> [DIRECTION]
Give all of the lines again exactly as they read.

> [EXTRACTED INFORMATION]
****************
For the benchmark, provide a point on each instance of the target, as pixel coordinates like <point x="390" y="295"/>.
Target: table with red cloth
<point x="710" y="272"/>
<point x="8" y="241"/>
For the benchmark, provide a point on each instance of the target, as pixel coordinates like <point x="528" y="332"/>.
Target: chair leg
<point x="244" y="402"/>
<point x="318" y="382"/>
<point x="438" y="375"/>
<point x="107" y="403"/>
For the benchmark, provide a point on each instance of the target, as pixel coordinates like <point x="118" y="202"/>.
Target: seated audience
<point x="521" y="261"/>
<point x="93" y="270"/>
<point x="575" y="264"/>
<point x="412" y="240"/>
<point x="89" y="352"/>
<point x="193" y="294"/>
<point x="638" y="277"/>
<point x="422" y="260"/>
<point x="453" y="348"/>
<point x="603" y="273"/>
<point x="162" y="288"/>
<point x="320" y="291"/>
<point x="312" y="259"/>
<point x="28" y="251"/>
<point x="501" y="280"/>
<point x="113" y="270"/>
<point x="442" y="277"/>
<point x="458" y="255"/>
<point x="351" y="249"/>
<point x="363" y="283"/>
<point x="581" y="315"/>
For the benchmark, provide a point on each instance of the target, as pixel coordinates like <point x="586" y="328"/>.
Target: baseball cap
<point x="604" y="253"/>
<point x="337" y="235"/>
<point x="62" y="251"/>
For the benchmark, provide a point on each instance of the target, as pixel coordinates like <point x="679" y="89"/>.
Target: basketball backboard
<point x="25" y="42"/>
****************
> [RESPONSE TO THIS TASK]
For the benchmark, provide a point on each instance of the target, as pixel coordinates like <point x="390" y="295"/>.
Target: table with red cloth
<point x="710" y="272"/>
<point x="8" y="241"/>
For the benchmark, provide a point on each instance of the target, as pixel coordinates like <point x="528" y="332"/>.
Target: chair leg
<point x="244" y="402"/>
<point x="318" y="382"/>
<point x="438" y="375"/>
<point x="107" y="403"/>
For the benchmark, provide a point on each instance of the target, as pixel coordinates like <point x="118" y="202"/>.
Target: seated audience
<point x="521" y="261"/>
<point x="93" y="270"/>
<point x="575" y="264"/>
<point x="412" y="240"/>
<point x="89" y="352"/>
<point x="193" y="294"/>
<point x="638" y="277"/>
<point x="422" y="260"/>
<point x="453" y="348"/>
<point x="603" y="273"/>
<point x="162" y="288"/>
<point x="320" y="291"/>
<point x="312" y="259"/>
<point x="28" y="251"/>
<point x="501" y="280"/>
<point x="113" y="270"/>
<point x="442" y="277"/>
<point x="458" y="255"/>
<point x="351" y="249"/>
<point x="363" y="283"/>
<point x="581" y="315"/>
For the benchmark, provide a point on each instance of the target, as pixel coordinates like <point x="586" y="328"/>.
Target: baseball cap
<point x="604" y="253"/>
<point x="337" y="235"/>
<point x="62" y="251"/>
For the benchmark, provide a point on each instance of the target, as pixel coordinates like <point x="679" y="89"/>.
Target: basketball backboard
<point x="25" y="42"/>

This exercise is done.